Required action -
Every line that contains the word "hillside" should be copied from the records below.

Dataset records -
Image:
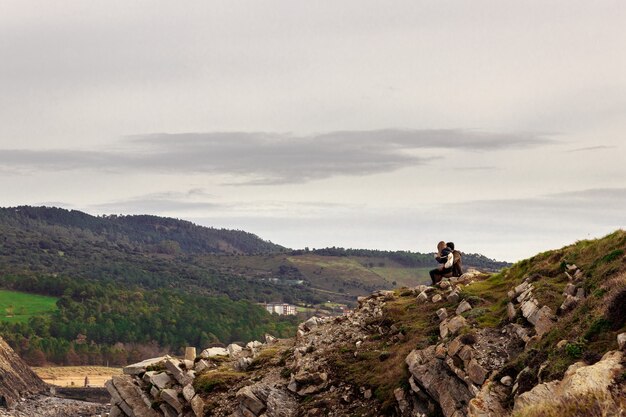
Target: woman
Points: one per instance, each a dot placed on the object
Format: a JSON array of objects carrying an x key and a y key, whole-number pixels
[{"x": 445, "y": 258}]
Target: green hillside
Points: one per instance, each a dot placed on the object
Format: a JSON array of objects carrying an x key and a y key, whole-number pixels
[{"x": 16, "y": 307}]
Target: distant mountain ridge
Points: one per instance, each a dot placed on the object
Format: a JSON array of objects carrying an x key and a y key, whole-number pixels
[{"x": 161, "y": 234}]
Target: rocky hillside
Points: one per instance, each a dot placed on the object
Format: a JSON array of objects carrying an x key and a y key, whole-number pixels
[
  {"x": 17, "y": 380},
  {"x": 545, "y": 337}
]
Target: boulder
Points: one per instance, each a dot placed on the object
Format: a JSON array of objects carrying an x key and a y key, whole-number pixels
[
  {"x": 511, "y": 312},
  {"x": 431, "y": 375},
  {"x": 140, "y": 367},
  {"x": 579, "y": 380},
  {"x": 170, "y": 396},
  {"x": 213, "y": 352},
  {"x": 463, "y": 307},
  {"x": 233, "y": 349}
]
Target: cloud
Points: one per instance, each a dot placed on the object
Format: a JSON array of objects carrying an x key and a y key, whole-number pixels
[
  {"x": 592, "y": 148},
  {"x": 273, "y": 158}
]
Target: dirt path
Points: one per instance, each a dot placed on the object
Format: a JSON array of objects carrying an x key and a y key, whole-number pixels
[{"x": 74, "y": 376}]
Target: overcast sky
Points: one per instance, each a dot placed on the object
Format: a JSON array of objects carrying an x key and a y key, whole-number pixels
[{"x": 497, "y": 124}]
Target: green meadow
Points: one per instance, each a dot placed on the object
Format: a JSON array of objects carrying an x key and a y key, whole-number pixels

Answer to the problem -
Target: green hillside
Target: rocky hillside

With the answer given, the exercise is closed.